* **WHAT IS BEING ASKED**: Please reproduce exactly the line that contains "Final review stage: ensure every blurred" and every line after it through the end of the records below, adding nothing else.

* **RECORDS FOR THIS TASK**:

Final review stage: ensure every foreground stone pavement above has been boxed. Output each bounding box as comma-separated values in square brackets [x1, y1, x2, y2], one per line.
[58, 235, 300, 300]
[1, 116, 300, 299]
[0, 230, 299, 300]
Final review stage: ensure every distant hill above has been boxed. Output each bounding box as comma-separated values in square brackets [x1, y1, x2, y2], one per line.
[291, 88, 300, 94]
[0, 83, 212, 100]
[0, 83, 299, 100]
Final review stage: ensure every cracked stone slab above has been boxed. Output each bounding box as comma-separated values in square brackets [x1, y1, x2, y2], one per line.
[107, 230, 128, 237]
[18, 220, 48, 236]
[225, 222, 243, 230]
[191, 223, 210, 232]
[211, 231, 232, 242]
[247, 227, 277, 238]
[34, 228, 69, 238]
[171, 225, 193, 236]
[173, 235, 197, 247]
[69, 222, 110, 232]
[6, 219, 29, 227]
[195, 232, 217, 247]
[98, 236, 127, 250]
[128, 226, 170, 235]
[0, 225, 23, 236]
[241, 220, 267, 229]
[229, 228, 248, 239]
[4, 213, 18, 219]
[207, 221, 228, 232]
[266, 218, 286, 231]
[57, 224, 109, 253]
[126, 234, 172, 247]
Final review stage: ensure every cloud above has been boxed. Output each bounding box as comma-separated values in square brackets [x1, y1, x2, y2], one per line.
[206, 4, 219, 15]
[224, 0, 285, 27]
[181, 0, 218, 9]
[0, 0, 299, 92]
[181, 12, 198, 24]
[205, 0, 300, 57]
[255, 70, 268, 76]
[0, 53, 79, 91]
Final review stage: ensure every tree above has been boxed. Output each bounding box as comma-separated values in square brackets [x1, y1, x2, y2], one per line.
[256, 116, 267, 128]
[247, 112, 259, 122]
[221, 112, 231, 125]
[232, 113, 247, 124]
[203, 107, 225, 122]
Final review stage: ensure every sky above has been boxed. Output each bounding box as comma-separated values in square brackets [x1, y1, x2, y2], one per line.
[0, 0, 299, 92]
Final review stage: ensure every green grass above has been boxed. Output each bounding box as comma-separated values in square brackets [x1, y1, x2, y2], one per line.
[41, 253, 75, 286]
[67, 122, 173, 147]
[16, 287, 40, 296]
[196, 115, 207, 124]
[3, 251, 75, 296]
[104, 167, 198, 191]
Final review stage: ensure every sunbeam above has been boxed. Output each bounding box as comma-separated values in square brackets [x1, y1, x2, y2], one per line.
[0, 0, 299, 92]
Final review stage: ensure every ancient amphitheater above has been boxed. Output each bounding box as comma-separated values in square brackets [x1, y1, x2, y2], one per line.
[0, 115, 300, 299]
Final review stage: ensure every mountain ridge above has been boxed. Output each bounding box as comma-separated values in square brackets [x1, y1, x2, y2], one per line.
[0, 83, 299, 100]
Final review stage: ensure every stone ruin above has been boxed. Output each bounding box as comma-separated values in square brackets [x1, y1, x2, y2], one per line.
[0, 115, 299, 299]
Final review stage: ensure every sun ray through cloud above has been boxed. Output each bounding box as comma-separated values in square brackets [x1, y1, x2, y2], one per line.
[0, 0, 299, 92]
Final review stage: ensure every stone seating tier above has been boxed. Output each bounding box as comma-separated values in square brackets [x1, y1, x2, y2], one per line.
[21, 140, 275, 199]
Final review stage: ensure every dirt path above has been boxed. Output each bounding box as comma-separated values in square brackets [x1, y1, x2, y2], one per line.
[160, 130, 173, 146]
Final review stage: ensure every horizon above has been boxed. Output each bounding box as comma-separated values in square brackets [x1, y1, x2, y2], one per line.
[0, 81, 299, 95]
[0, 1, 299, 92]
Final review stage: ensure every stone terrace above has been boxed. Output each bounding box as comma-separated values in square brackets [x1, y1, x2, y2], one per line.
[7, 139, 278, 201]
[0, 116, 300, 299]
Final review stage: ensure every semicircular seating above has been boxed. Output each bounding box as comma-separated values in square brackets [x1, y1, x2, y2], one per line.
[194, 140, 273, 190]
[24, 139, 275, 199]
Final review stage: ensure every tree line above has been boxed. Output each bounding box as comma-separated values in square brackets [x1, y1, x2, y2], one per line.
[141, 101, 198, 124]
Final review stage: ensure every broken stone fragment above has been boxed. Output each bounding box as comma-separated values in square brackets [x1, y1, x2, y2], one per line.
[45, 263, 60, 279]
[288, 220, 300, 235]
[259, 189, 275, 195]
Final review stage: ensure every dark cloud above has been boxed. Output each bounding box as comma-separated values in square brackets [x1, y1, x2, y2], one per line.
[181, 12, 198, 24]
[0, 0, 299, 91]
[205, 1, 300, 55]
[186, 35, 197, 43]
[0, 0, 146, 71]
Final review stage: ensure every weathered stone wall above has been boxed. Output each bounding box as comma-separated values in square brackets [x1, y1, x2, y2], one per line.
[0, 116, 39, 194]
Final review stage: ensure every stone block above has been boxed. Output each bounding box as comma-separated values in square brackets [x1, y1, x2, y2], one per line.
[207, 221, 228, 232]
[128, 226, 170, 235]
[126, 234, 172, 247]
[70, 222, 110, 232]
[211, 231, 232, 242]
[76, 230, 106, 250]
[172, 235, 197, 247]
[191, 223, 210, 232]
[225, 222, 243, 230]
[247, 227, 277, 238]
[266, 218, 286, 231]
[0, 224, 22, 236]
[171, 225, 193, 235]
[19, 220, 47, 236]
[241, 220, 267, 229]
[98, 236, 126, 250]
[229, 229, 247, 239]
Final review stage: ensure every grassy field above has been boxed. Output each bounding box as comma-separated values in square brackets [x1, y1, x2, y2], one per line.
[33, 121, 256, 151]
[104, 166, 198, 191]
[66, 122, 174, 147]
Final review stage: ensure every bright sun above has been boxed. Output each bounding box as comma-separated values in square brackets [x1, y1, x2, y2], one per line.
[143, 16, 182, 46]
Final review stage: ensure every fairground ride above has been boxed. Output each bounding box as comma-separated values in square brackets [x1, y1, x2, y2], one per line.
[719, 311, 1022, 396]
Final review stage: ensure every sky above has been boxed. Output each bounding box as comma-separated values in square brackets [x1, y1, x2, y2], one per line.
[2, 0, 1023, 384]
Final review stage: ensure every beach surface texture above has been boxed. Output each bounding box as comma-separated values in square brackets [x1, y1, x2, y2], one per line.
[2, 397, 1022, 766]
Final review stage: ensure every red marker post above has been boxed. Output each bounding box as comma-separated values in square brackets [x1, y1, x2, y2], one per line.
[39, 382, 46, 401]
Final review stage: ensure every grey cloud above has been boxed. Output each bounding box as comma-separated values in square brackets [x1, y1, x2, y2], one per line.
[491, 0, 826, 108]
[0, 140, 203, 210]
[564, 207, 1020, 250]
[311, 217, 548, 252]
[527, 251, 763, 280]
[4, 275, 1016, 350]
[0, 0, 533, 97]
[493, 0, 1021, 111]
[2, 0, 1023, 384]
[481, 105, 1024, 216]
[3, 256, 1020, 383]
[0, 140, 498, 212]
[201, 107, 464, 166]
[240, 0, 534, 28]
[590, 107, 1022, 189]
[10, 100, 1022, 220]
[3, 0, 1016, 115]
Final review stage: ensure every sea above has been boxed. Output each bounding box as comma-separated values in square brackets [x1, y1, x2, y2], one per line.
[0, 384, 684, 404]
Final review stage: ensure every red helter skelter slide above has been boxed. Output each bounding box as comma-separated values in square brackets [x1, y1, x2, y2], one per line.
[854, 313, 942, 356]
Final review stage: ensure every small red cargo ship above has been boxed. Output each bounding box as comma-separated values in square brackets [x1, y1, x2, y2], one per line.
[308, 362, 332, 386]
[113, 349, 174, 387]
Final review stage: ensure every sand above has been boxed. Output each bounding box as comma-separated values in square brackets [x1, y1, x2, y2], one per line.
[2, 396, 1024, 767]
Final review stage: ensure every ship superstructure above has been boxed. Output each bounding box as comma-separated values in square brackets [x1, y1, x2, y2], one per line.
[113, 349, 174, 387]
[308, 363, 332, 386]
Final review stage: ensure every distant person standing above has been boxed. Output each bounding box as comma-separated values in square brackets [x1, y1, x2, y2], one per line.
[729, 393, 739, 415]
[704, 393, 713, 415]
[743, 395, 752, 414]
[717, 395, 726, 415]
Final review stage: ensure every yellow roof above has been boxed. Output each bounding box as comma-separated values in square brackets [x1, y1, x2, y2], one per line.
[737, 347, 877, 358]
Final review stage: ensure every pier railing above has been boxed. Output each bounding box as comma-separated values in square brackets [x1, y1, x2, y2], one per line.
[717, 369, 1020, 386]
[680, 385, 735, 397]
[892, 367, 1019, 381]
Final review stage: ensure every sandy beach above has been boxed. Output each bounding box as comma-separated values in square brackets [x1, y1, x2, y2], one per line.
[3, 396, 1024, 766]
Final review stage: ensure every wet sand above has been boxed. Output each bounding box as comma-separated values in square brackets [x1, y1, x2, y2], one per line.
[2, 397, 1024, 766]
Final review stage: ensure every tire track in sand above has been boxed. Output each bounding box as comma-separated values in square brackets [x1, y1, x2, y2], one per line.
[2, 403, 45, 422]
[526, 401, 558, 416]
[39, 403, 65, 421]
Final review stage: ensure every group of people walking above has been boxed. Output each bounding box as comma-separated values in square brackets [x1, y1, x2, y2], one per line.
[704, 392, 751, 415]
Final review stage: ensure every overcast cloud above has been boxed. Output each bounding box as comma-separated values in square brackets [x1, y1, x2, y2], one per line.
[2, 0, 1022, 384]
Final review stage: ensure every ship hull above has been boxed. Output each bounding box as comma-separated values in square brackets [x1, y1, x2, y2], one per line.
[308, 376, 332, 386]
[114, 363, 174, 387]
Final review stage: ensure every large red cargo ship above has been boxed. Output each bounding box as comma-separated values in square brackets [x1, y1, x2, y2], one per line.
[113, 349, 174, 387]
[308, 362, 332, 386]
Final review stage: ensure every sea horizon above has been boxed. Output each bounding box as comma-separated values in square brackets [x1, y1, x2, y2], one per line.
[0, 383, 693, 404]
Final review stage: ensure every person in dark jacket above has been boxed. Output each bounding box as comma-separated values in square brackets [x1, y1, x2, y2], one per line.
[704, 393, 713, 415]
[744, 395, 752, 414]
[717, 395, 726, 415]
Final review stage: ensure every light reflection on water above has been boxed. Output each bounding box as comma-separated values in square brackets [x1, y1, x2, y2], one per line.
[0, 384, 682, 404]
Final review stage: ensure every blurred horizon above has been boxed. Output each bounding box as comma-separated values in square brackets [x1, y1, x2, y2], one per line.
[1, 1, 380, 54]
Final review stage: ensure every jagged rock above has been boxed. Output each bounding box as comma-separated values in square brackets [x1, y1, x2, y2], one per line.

* **TASK RESPONSE**:
Final review stage: ensure every blurred horizon above has been boxed. Output each bounding box as comma-separated values in square brackets [x1, y1, x2, y2], one per line.
[1, 1, 380, 54]
Final review stage: ensure every jagged rock above has been boxed. Output each bounding box as comma-separated values in square brackets [x1, y1, x2, y2], one per line.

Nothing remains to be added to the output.